_TEXTE SOURCE:_
★ ★ ★ ★ ★ ★ ★
La controverse en 2008
En résumé
La controverse sur le transvasement de l’Ebre ressurgit brusquement après quelques années d’oubli lorsque sévit une grave sécheresse en Catalogne au printemps 2008. Au mois d’avril, les barrages sont remplis à moins de 20% de leur capacité, et le Ministère de l’Environnement dépoussière un vieux dossier, toujours aussi explosif : le transvasement de l’Ebre…
En détails
Quelles différences avec le PHN ?
Le projet n’est guère modifié techniquement, puisqu’il reprend la solution envisagée en 2001 : prolonger le mini-transvasement déjà existant entre l’Ebre et Tarragone. C’est dans les objectifs du projet et le panorama des acteurs que le projet diffère. En 2008, le projet de transvasement est envisagé pour répondre à une situation d’urgence qui est la sécheresse à Barcelone. Il s’agit d’une solution d’appoint, mise en place en attendant que l’usine de dessalement d’El Prat, prévue pour mai 2009, puisse alimenter Barcelone en eau. Les canalisations, construites pour un budget de 180 millions d’euros par l’entreprise AGBAR, seront utilisées uniquement pendant 7 mois. Une contrainte imposée par le projet est que le transfert soit réversible, c’est-à-dire qu’en cas de besoin Barcelone peut alimenter Tarragone en eau. Le caractère d’urgence du transfert ne l’empêche pas de rester très contesté, d’où la prudence du gouvernement qui prend le projet avec des pincettes : lorsqu’un accord est signé entre le gouvernement central et la Généralité Catalane, les deux institutions rejettent le terme de « transvasement » et emploient plutôt ceux de « mini-transvasement » ou « apport ponctuel d’eau ». Ces précautions sont liées aux antécédents de la controverse, notamment à la polémique qui s’est développée entre 2001 et 2004. Mais les groupes écologistes ne sont pas dupes et critiquent ce projet.
Le panorama des acteurs :
Le panorama des acteurs se trouve modifié à plusieurs niveaux par rapport à celui de 2001 :
Au niveau européen, l’Union Européenne n’a plus un rôle clé dans la controverse, puisque c’est le gouvernement espagnol qui va financer le projet, et non plus les fonds de la Commission Européenne. De plus l’impact écologique du transvasement est réduit par rapport au projet de 2001 puisque l’eau à transvaser est de l’eau de toute façon prélevée de l’Ebre, que Tarragone arrive à épargner grâce à la modernisation de ses canalisations qui réduit les pertes d’eau.
Au niveau régional, la Catalogne est cette fois en accord avec Madrid, la situation d’urgence l’obligeant à accepter le transvasement.
★ ★ ★ ★ ★ ★ ★
_CONSIGNES DE TRAVAIL:_
A. Traduisez en anglais cette phrase du texte sur le transvasement de l'Ebre : « Au niveau régional, la Catalogne est cette fois en accord avec Madrid, la situation d’urgence l’obligeant à accepter le transvasement. »
B. Prolongez le texte sur le transvasement de l'Ebre à partir de sa dernière phrase.
Le matériau qui suit est indépendant du texte sur le transvasement de l'Ebre.

_EXTRAIT DE DONNÉES:_
★ ★ ★ ★ ★ ★ ★
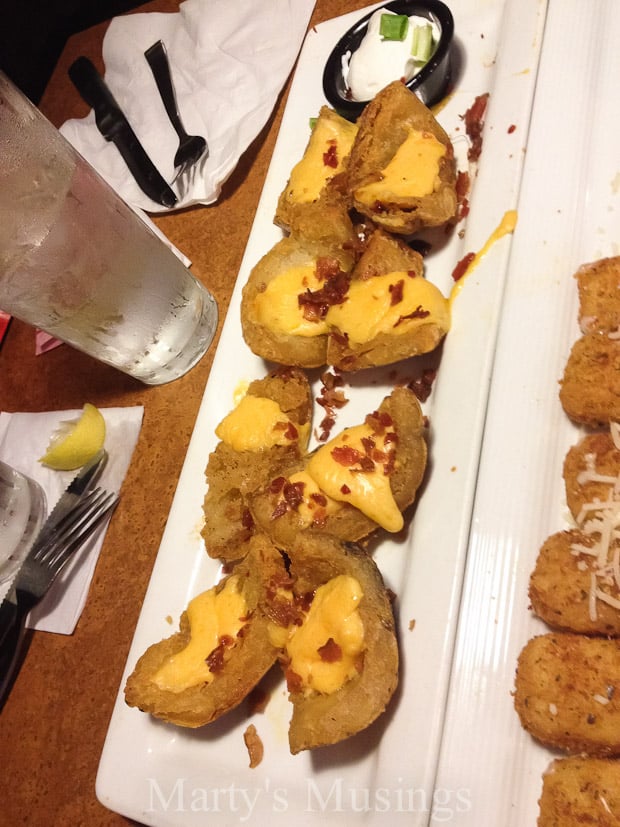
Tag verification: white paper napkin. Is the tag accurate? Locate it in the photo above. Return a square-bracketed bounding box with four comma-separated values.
[61, 0, 314, 212]
[0, 406, 144, 635]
★ ★ ★ ★ ★ ★ ★
_RÉPONSES:_
A. At the regional level, Catalonia is this time in agreement with Madrid, as the emergency situation forces it to accept the water transfer.

B.
D’autre part les régions de Murcie et Valence s’insurgent contre le projet. Elles devaient bénéficier du transvasement en 2001 et sont laissées à l’écart par le mini-transvasement. Indignées, elles menacent de recourir au tribunal Constitutionnel.
Les nouveaux enjeux du projet :
Ecologique
Social : les travaux pour la construction de la canalisation prévoient l’expropriation d’environ 600 logements dans des zones majoritairement rurales entre Tarragone et Barcelone. Cet élément fournit un argument de poids au groupe COAGRET (Communauté des personnes affectées par les barrages et transvasements).
Nouvelle culture de l’eau : Une nouvelle fois des ressources en eau sont créées (eau épargnée à Tarragone grâce à la diminution des pertes dans les canalisations vétustes)pour répondre à une demande d’eau croissante, sans adaptation de la demande aux ressources disponibles. Le gouvernement espagnol répond à ceci qu’il s’agit d’une situation de crise, ce qui justifie le transvasement. Cet avis n’est pas partagé par la Fondation Nouvelle Culture de l’Eau, qui a acquis plus encore de légitimité qu’en 2001, en créant en 2005 un groupe de suivi de la Directive Cadre de l’Eau en Espagne.
Politique : La région de Catalogne est favorisée par rapport à celles de Valence et Murcie.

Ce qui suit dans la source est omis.